### Given instruction 1
In the entries below, give the lines from the line with "Task: tag the grassy" to the line with "x=42, y=138" as a numbered list, with blank lines left out.

===== Document text =====

An exhortation is a message sent to the people of the Church to communicate what the Pope wants of the Church without focusing on any particular doctrine in a theological-academic sense.  Think of it as the equivalent of a “state of the union” address done by United States Presidents.  

In ‘Evengelii Gaudium,” or the “Joy of the Gospel;” Pope Francis expounds more on his words which the media has often twisted and liberals have misinterpreted as a raising up of their torch. 
The Pontiff reminds us that we cannot worship money.  He speaks of the idolatry of money that seems to be more stronger today than in previous generations.  Pope Francis reminds the Church that the priesthood is only open to males and is not open to discussion.  However, he adds that women need to be a part of the Church and her work.  He reminds us about the evils of abortion, and how it is important to evangelize not only within the Church’s walls, but on the streets.  Pope Francis reminds the Church that Science is important, but that it cannot be an end in itself – faith and reason work together.    
Here are some key quotes:

On evangelisation…
“I am aware that nowadays documents do not arouse the same interest as in the past and that they are quickly forgotten. Nevertheless, I want to emphasise that what I am trying to express here has a programmatic significance and important consequences. I hope that all communities will devote the necessary effort to advancing along the path of a pastoral and missionary conversion which cannot leave things as they presently are. ‘Mere administration’ can no longer be enough. Throughout the world, let us be ‘permanently in a state of mission’…
“I dream of a ‘missionary option’, that is, a missionary impulse capable of transforming everything, so that the Church’s customs, ways of doing things, times and schedules, language and structures can be suitably channeled for the evangelization of today’s world rather than for her self-preservation.

=====

### Given instruction 2
Answer these questions about the piece on the papal exhortation, one per line:
(a) What does the piece compare an exhortation to?
(b) What English title does the piece give for the exhortation?
(c) In the quoted passage, what is said to no longer be enough?

===== Data shown =====

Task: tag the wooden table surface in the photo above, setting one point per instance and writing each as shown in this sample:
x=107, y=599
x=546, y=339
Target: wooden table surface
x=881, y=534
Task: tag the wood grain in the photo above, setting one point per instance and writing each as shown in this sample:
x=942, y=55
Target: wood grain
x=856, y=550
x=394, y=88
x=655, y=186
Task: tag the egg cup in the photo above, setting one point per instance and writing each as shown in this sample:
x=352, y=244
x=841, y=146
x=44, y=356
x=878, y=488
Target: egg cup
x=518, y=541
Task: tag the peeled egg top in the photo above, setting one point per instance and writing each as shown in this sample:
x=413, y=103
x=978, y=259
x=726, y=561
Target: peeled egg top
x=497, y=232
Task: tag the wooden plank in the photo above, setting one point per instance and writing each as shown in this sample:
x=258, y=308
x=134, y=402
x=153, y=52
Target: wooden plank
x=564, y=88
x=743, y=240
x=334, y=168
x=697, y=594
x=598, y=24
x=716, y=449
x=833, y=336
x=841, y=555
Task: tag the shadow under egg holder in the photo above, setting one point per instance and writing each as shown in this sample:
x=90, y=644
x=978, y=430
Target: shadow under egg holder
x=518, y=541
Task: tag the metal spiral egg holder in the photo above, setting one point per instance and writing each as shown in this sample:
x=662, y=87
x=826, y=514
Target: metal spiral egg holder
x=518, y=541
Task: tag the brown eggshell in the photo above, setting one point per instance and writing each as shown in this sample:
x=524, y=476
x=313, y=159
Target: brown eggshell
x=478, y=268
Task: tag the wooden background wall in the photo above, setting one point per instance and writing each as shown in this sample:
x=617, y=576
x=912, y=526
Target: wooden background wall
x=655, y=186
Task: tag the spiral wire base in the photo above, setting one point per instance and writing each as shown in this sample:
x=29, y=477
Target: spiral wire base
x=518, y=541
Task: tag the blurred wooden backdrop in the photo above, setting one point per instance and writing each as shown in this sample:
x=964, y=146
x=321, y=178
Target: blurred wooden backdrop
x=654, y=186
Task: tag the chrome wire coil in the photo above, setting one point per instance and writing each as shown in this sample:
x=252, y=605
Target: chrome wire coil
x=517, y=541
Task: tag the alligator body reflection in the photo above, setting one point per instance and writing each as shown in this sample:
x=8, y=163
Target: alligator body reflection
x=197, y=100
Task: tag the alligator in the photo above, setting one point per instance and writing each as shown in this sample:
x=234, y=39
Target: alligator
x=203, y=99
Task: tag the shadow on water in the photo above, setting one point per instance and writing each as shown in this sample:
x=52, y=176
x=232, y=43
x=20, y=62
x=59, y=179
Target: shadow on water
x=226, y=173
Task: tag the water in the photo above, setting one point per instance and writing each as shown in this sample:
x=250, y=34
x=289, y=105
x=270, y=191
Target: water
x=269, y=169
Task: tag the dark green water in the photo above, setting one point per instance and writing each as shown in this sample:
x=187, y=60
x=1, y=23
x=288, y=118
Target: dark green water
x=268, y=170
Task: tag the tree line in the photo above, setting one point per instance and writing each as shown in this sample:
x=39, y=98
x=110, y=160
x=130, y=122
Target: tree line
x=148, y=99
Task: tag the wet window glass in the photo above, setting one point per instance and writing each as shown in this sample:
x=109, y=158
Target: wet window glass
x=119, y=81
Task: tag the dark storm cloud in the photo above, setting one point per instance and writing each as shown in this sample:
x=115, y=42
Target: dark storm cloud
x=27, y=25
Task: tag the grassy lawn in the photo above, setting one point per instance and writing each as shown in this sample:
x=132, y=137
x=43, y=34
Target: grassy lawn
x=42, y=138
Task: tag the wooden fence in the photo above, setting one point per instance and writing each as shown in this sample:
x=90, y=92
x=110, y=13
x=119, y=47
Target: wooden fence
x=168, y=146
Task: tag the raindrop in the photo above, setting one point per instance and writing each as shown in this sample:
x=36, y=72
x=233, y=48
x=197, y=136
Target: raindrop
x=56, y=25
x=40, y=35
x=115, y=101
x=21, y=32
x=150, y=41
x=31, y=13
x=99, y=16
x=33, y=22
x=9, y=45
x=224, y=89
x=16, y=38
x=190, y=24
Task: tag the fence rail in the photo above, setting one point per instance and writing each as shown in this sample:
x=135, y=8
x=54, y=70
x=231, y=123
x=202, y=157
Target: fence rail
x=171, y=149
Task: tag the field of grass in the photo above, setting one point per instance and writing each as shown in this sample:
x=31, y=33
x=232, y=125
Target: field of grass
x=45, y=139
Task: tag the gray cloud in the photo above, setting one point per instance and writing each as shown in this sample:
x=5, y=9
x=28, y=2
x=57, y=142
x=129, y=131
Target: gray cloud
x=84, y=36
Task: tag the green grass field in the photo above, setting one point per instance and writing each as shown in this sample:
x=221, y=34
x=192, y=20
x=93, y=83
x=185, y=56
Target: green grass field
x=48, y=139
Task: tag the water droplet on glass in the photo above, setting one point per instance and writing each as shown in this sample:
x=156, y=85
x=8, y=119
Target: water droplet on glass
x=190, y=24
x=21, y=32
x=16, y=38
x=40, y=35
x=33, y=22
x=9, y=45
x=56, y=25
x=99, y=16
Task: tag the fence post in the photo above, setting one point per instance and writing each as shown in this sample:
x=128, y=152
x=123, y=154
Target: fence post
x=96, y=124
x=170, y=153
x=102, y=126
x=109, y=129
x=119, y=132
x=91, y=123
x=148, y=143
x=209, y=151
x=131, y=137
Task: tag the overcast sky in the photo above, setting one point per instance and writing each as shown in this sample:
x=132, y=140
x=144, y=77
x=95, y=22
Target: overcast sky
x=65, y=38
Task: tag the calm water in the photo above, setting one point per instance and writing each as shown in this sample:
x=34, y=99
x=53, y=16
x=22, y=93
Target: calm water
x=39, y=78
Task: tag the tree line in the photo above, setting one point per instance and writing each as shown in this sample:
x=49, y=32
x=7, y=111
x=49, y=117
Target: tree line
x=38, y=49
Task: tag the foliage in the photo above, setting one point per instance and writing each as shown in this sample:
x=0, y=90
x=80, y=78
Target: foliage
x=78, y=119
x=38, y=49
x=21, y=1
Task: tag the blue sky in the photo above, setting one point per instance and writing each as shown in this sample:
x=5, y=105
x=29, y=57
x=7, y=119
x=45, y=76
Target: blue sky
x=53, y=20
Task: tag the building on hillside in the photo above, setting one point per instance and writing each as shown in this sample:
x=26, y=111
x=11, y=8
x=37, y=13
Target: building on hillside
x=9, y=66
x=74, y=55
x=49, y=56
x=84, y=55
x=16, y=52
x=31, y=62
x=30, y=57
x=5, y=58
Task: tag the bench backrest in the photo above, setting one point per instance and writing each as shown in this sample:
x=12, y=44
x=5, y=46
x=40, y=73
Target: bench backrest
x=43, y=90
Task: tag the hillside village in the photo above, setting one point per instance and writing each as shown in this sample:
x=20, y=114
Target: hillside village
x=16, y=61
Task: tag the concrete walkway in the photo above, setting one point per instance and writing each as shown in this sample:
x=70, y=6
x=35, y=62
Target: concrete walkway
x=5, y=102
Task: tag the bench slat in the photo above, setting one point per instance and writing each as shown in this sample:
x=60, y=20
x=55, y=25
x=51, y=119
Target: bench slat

=====

### Exercise answer 1
1. Task: tag the grassy lawn in the photo above, setting one point per instance and writing each as shown in this sample:
2. x=132, y=137
3. x=43, y=34
4. Target: grassy lawn
5. x=42, y=138

### Exercise answer 2
(a) A "state of the union" address by United States Presidents
(b) "Joy of the Gospel"
(c) "Mere administration"